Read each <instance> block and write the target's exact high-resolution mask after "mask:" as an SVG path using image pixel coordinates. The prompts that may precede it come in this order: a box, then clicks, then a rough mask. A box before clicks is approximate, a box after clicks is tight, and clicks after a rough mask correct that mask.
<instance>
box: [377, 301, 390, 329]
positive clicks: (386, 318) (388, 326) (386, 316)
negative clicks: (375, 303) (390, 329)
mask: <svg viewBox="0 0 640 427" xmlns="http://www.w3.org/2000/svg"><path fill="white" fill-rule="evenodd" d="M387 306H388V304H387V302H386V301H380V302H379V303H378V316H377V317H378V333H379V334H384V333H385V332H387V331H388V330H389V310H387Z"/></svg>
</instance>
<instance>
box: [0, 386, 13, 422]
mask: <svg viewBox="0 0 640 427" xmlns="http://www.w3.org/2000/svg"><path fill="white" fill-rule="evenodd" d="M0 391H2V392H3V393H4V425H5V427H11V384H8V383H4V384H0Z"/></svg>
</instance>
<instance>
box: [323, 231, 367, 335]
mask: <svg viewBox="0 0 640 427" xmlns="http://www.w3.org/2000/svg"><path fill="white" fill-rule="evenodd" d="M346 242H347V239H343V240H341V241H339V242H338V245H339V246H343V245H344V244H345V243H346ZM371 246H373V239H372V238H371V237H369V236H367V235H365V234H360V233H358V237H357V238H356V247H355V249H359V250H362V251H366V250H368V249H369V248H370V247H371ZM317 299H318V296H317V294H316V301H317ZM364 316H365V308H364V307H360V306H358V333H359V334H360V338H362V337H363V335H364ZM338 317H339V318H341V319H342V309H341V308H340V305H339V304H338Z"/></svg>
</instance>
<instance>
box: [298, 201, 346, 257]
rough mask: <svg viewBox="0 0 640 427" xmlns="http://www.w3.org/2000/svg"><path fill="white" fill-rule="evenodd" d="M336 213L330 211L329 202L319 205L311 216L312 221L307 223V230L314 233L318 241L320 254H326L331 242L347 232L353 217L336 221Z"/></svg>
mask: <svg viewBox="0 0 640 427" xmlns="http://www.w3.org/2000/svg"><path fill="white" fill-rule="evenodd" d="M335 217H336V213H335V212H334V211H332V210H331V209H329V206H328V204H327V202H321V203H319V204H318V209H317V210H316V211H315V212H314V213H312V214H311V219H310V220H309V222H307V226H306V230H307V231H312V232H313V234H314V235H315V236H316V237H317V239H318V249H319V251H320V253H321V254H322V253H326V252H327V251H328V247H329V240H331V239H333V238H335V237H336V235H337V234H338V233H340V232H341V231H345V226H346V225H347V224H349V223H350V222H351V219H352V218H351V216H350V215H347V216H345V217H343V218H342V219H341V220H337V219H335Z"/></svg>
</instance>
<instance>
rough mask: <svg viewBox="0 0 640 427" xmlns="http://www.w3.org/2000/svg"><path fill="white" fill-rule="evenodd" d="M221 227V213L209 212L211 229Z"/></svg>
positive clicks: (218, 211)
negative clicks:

_What you need to do_
All the records above need to be set down again exactly as they were given.

_Solution for this exercise_
Read each <instance> block and write the target's exact high-resolution mask after "mask:" as an SVG path using image pixel coordinates. The prompts that may precede it come in this order: a box, then clicks, then a rough mask. A box before clicks is approximate, a box after clicks is tight, and clicks after a rough mask correct that mask.
<instance>
box: [377, 301, 390, 329]
positive clicks: (386, 318) (388, 326) (386, 316)
negative clicks: (375, 303) (390, 329)
mask: <svg viewBox="0 0 640 427" xmlns="http://www.w3.org/2000/svg"><path fill="white" fill-rule="evenodd" d="M387 306H388V304H387V302H386V301H380V302H379V303H378V316H377V317H378V333H379V334H384V333H385V332H387V331H388V330H389V310H387Z"/></svg>
</instance>
<instance>
box: [0, 386, 13, 422]
mask: <svg viewBox="0 0 640 427" xmlns="http://www.w3.org/2000/svg"><path fill="white" fill-rule="evenodd" d="M0 391H2V392H3V393H4V425H5V427H11V384H8V383H4V384H0Z"/></svg>
</instance>
<instance>
box: [323, 231, 367, 335]
mask: <svg viewBox="0 0 640 427" xmlns="http://www.w3.org/2000/svg"><path fill="white" fill-rule="evenodd" d="M346 242H347V239H343V240H341V241H339V242H338V245H339V246H343V245H344V244H345V243H346ZM371 246H373V239H372V238H371V237H369V236H367V235H365V234H360V233H358V237H357V238H356V247H355V249H359V250H362V251H366V250H368V249H369V248H370V247H371ZM317 299H318V296H317V294H316V301H317ZM364 316H365V308H364V307H360V306H358V333H359V334H360V338H362V337H363V335H364ZM338 317H339V318H341V319H342V309H341V308H340V305H339V304H338Z"/></svg>
</instance>
<instance>
box: [298, 201, 346, 257]
rough mask: <svg viewBox="0 0 640 427" xmlns="http://www.w3.org/2000/svg"><path fill="white" fill-rule="evenodd" d="M336 213L330 211L329 202L319 205L311 216L312 221L307 223V230L314 233L318 241L320 254H326L331 242L347 232L353 217L336 221Z"/></svg>
mask: <svg viewBox="0 0 640 427" xmlns="http://www.w3.org/2000/svg"><path fill="white" fill-rule="evenodd" d="M335 217H336V213H335V212H334V211H332V210H331V209H329V206H328V204H327V202H321V203H319V204H318V209H317V210H316V211H315V212H314V213H312V214H311V219H310V220H309V222H307V226H306V230H307V231H312V232H313V234H314V235H315V236H316V237H317V239H318V249H319V251H320V253H321V254H322V253H326V252H327V251H328V247H329V240H331V239H333V238H335V237H336V235H337V234H338V233H340V232H341V231H345V226H346V225H347V224H349V223H350V222H351V219H352V218H351V216H350V215H347V216H345V217H343V218H342V219H341V220H337V219H335Z"/></svg>
</instance>
<instance>
rough mask: <svg viewBox="0 0 640 427" xmlns="http://www.w3.org/2000/svg"><path fill="white" fill-rule="evenodd" d="M221 227V213L209 212L211 229Z"/></svg>
positive clicks: (218, 211)
negative clicks:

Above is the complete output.